(Referring expression pointing data)
....

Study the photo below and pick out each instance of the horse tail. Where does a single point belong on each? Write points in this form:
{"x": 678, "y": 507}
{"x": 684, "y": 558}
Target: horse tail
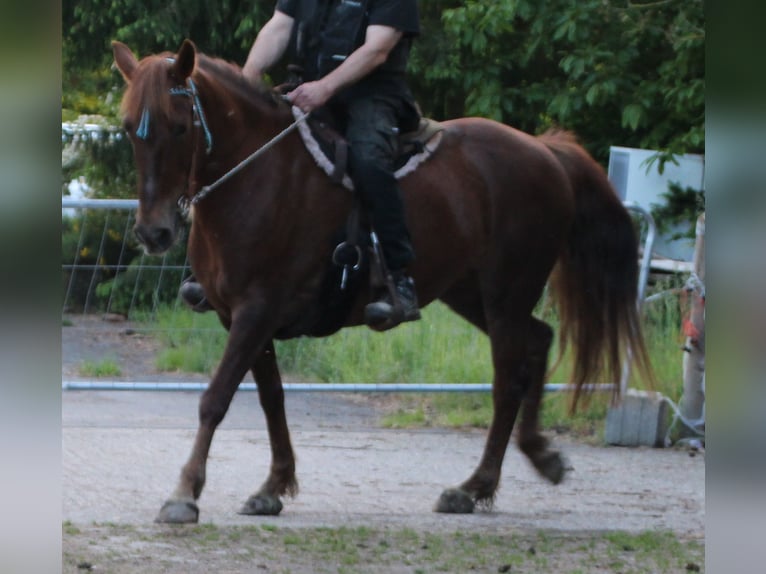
{"x": 595, "y": 283}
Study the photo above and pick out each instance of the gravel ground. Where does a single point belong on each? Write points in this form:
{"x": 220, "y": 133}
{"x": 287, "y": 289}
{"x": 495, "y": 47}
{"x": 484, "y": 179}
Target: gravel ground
{"x": 122, "y": 452}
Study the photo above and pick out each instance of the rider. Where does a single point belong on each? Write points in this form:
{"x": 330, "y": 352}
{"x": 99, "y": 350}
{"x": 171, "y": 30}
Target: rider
{"x": 353, "y": 55}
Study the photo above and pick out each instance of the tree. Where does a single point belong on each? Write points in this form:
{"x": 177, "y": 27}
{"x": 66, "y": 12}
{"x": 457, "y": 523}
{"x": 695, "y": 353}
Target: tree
{"x": 622, "y": 72}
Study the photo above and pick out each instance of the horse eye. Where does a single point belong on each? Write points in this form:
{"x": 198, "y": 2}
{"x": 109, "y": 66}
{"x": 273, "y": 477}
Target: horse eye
{"x": 178, "y": 129}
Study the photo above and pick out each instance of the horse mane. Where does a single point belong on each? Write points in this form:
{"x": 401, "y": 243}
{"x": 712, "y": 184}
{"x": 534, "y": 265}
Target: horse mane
{"x": 230, "y": 76}
{"x": 151, "y": 84}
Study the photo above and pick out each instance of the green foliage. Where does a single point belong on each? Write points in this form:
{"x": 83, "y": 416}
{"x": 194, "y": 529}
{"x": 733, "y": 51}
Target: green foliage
{"x": 92, "y": 248}
{"x": 102, "y": 156}
{"x": 682, "y": 207}
{"x": 624, "y": 73}
{"x": 425, "y": 352}
{"x": 102, "y": 368}
{"x": 614, "y": 73}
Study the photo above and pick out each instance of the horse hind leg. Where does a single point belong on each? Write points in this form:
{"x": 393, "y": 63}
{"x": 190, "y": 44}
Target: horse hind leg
{"x": 508, "y": 336}
{"x": 281, "y": 479}
{"x": 532, "y": 443}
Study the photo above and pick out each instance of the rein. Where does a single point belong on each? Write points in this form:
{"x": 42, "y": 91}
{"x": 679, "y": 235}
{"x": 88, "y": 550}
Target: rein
{"x": 190, "y": 90}
{"x": 202, "y": 193}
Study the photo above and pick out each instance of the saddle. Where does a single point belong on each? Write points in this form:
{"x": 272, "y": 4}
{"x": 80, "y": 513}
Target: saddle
{"x": 357, "y": 260}
{"x": 330, "y": 149}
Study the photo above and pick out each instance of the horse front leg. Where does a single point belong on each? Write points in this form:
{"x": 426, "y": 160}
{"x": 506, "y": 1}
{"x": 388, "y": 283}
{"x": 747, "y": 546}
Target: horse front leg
{"x": 281, "y": 480}
{"x": 244, "y": 344}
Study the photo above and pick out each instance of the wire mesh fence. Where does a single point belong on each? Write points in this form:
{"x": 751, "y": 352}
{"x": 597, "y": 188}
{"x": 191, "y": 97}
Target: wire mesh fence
{"x": 105, "y": 271}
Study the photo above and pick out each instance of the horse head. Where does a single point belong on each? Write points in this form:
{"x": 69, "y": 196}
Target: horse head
{"x": 161, "y": 128}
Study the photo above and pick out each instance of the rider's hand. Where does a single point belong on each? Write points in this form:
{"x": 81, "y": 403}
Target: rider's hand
{"x": 310, "y": 96}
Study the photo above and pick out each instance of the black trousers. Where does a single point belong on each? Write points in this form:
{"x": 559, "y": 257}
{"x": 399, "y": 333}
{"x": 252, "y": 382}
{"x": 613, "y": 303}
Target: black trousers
{"x": 371, "y": 127}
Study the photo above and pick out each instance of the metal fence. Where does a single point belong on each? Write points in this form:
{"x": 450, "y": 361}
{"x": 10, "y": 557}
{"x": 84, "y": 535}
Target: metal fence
{"x": 106, "y": 273}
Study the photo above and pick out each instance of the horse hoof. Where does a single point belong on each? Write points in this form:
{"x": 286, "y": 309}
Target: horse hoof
{"x": 551, "y": 466}
{"x": 178, "y": 512}
{"x": 262, "y": 505}
{"x": 455, "y": 501}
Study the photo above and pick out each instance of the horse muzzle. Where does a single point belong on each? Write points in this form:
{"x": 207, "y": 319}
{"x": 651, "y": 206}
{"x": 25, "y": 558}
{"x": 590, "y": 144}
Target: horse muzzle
{"x": 157, "y": 239}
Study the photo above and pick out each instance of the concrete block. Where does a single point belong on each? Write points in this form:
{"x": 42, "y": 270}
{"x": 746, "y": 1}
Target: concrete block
{"x": 641, "y": 419}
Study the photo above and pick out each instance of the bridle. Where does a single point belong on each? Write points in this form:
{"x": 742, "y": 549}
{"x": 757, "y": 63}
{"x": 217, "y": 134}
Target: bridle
{"x": 199, "y": 120}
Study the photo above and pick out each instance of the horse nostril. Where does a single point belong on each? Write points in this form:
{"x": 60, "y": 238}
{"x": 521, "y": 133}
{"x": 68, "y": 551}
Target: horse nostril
{"x": 154, "y": 239}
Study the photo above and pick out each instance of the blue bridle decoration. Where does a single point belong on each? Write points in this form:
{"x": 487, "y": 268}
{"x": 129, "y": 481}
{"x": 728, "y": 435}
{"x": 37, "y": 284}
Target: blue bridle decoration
{"x": 143, "y": 126}
{"x": 199, "y": 115}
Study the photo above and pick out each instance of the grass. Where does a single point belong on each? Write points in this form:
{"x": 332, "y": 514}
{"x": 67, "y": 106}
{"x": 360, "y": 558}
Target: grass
{"x": 441, "y": 348}
{"x": 374, "y": 549}
{"x": 102, "y": 368}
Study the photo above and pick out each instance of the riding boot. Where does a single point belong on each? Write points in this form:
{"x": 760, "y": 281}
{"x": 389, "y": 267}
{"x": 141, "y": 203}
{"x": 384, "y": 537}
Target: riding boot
{"x": 193, "y": 295}
{"x": 396, "y": 306}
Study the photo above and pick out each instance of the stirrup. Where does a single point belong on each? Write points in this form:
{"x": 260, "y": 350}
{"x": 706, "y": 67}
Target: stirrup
{"x": 193, "y": 296}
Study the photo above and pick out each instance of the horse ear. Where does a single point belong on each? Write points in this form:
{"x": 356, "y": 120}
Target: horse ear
{"x": 185, "y": 60}
{"x": 125, "y": 60}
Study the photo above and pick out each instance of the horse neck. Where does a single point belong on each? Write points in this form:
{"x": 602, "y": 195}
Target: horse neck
{"x": 240, "y": 122}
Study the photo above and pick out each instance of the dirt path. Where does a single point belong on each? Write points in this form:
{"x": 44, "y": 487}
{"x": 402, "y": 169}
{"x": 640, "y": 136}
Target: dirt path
{"x": 122, "y": 452}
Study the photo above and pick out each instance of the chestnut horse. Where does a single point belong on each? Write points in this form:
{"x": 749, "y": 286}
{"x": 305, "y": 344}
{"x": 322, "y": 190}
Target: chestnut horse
{"x": 491, "y": 215}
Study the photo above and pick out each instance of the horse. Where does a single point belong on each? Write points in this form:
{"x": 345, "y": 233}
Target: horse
{"x": 495, "y": 215}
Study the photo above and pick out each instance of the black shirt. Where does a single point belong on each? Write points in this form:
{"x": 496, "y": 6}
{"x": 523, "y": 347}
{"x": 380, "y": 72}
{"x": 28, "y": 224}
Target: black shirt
{"x": 389, "y": 77}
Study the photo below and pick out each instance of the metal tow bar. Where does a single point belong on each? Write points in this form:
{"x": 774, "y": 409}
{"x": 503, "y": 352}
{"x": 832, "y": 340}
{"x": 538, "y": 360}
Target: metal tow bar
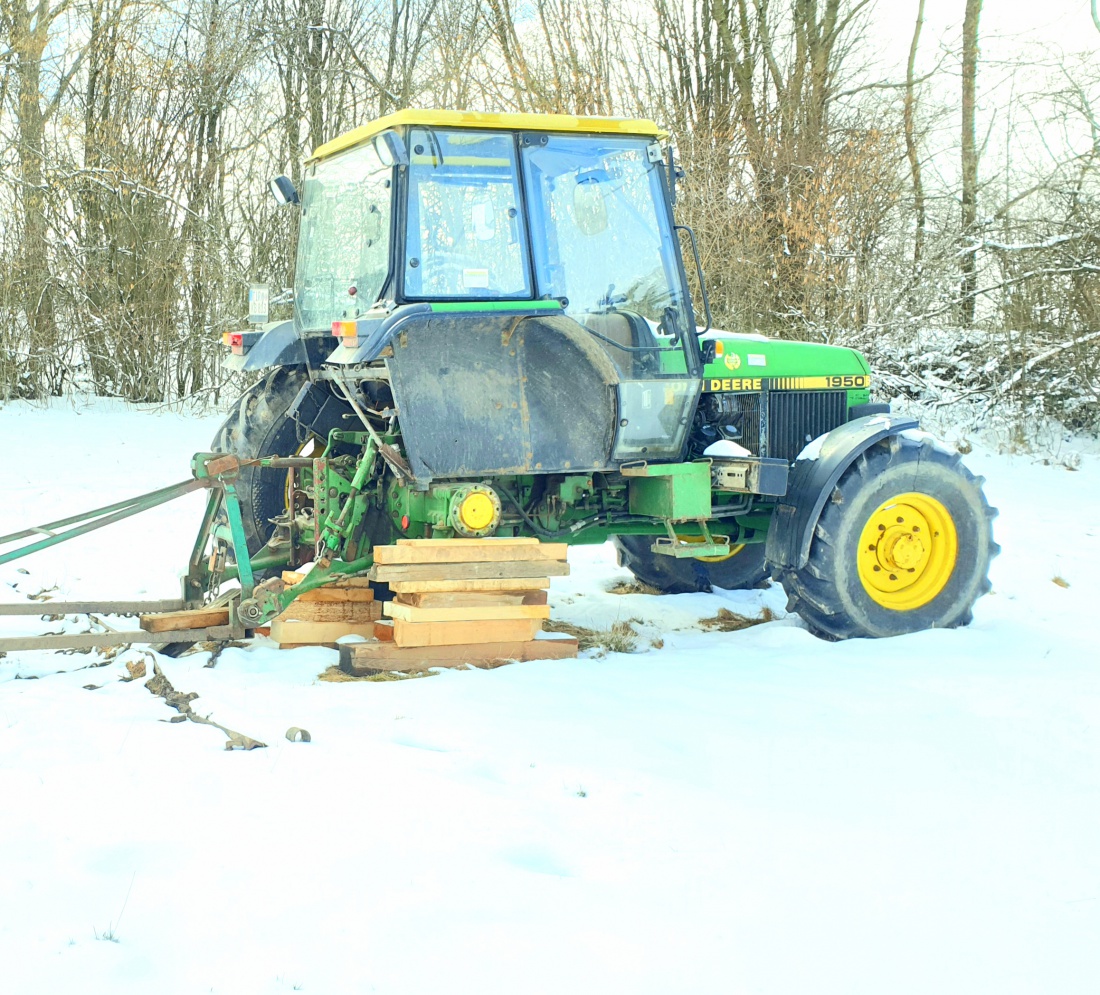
{"x": 215, "y": 472}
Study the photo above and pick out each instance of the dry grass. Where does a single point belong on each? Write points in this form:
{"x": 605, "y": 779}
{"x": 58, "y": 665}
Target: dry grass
{"x": 633, "y": 587}
{"x": 727, "y": 621}
{"x": 620, "y": 638}
{"x": 338, "y": 676}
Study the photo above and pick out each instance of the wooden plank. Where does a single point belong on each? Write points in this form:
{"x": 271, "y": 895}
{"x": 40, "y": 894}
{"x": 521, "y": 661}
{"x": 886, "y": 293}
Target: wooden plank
{"x": 317, "y": 633}
{"x": 338, "y": 595}
{"x": 465, "y": 614}
{"x": 492, "y": 540}
{"x": 332, "y": 611}
{"x": 384, "y": 631}
{"x": 451, "y": 551}
{"x": 172, "y": 621}
{"x": 451, "y": 633}
{"x": 375, "y": 658}
{"x": 508, "y": 584}
{"x": 508, "y": 570}
{"x": 471, "y": 598}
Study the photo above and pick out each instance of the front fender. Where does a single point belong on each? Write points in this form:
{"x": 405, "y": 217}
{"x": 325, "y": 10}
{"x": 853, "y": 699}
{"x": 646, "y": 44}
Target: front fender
{"x": 812, "y": 482}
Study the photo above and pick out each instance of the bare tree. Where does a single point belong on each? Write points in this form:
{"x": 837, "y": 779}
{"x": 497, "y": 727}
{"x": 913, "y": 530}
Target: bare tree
{"x": 969, "y": 148}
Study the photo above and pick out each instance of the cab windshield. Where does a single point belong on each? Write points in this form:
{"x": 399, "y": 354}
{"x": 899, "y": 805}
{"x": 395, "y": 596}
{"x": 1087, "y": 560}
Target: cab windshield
{"x": 598, "y": 241}
{"x": 343, "y": 249}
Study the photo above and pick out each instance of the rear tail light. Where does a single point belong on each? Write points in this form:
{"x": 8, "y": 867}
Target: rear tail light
{"x": 347, "y": 332}
{"x": 240, "y": 342}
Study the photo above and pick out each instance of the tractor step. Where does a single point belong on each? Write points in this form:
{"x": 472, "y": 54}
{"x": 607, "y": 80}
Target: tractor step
{"x": 682, "y": 550}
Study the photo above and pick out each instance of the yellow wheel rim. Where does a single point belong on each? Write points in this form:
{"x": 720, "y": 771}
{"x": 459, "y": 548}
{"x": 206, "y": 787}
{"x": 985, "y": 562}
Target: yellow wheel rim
{"x": 734, "y": 550}
{"x": 477, "y": 511}
{"x": 908, "y": 551}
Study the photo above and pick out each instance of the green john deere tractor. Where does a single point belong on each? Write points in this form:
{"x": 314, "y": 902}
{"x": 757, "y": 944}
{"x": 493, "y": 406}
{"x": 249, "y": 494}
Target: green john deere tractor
{"x": 493, "y": 335}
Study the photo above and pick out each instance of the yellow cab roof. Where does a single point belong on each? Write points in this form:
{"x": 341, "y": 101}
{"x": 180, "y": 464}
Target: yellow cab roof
{"x": 492, "y": 122}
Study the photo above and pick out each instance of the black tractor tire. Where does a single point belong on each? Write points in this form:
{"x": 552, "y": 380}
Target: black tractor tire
{"x": 942, "y": 579}
{"x": 671, "y": 575}
{"x": 259, "y": 426}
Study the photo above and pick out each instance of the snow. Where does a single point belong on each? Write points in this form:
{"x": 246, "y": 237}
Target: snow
{"x": 752, "y": 811}
{"x": 726, "y": 449}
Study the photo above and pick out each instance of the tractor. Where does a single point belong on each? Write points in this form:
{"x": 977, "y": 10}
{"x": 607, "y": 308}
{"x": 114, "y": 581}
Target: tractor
{"x": 494, "y": 334}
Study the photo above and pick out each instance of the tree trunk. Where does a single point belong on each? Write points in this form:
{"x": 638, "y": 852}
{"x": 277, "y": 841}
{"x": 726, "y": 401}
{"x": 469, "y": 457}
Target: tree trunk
{"x": 969, "y": 283}
{"x": 914, "y": 159}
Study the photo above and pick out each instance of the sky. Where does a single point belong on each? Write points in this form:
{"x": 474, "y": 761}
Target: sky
{"x": 1007, "y": 26}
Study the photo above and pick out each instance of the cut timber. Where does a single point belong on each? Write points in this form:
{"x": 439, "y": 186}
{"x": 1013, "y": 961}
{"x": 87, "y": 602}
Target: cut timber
{"x": 507, "y": 585}
{"x": 332, "y": 611}
{"x": 504, "y": 540}
{"x": 384, "y": 631}
{"x": 472, "y": 598}
{"x": 506, "y": 571}
{"x": 488, "y": 612}
{"x": 174, "y": 621}
{"x": 376, "y": 658}
{"x": 458, "y": 633}
{"x": 465, "y": 615}
{"x": 294, "y": 633}
{"x": 449, "y": 551}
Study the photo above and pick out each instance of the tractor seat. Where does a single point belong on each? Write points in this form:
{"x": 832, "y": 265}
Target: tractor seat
{"x": 620, "y": 332}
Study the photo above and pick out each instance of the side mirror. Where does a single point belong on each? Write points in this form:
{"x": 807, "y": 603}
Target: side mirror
{"x": 590, "y": 211}
{"x": 484, "y": 220}
{"x": 283, "y": 190}
{"x": 391, "y": 150}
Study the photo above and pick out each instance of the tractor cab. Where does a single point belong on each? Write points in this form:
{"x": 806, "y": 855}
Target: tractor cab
{"x": 518, "y": 276}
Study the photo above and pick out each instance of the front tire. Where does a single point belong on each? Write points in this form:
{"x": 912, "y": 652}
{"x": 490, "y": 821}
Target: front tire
{"x": 902, "y": 544}
{"x": 259, "y": 426}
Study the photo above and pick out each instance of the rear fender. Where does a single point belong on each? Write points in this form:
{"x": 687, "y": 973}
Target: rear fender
{"x": 812, "y": 482}
{"x": 279, "y": 345}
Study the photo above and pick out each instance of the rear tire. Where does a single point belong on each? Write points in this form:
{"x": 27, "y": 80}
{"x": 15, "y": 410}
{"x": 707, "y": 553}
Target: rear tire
{"x": 902, "y": 544}
{"x": 671, "y": 575}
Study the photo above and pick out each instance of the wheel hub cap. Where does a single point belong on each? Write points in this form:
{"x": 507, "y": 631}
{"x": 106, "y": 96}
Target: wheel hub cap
{"x": 908, "y": 551}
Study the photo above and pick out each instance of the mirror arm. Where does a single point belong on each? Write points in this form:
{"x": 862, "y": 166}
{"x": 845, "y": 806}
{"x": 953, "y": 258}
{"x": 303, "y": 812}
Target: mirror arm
{"x": 699, "y": 272}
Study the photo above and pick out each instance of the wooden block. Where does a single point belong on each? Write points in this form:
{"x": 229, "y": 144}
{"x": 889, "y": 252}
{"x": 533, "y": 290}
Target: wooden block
{"x": 458, "y": 633}
{"x": 465, "y": 586}
{"x": 317, "y": 633}
{"x": 465, "y": 614}
{"x": 332, "y": 611}
{"x": 338, "y": 595}
{"x": 197, "y": 618}
{"x": 375, "y": 658}
{"x": 454, "y": 551}
{"x": 471, "y": 598}
{"x": 506, "y": 571}
{"x": 384, "y": 631}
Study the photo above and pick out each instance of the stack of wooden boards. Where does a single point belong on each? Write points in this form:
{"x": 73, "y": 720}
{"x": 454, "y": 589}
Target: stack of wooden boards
{"x": 462, "y": 600}
{"x": 323, "y": 615}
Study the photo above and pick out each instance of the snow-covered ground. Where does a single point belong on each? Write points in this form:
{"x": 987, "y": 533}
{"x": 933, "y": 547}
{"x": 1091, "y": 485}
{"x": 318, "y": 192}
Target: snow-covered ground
{"x": 755, "y": 811}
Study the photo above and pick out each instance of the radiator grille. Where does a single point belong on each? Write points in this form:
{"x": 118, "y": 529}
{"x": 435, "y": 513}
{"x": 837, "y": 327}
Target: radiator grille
{"x": 796, "y": 417}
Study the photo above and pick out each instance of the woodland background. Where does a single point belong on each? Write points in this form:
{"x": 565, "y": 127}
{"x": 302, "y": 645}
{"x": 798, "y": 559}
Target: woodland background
{"x": 944, "y": 218}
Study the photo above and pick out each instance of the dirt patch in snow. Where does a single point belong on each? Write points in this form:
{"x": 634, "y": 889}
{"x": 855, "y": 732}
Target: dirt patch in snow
{"x": 728, "y": 621}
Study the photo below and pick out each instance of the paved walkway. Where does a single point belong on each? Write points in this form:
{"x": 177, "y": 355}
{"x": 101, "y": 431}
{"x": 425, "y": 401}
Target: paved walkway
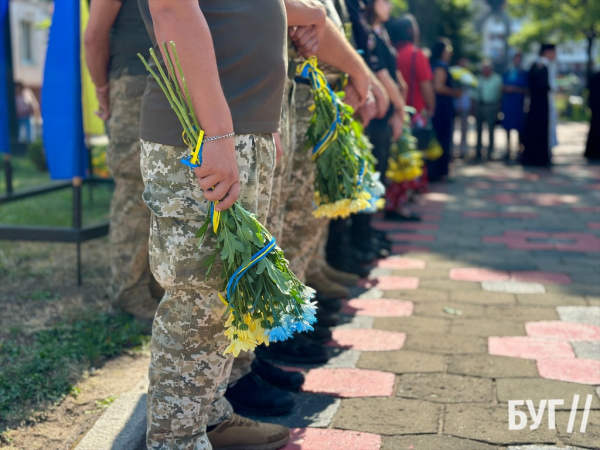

....

WORK INSTRUCTION: The answer consists of every line above in which the word "paved" occurs.

RESPONSE AREA:
Study the photo below and pick out each instance of the paved walkway. Where does a single point belong on each? Write points in this form:
Target: paved walkway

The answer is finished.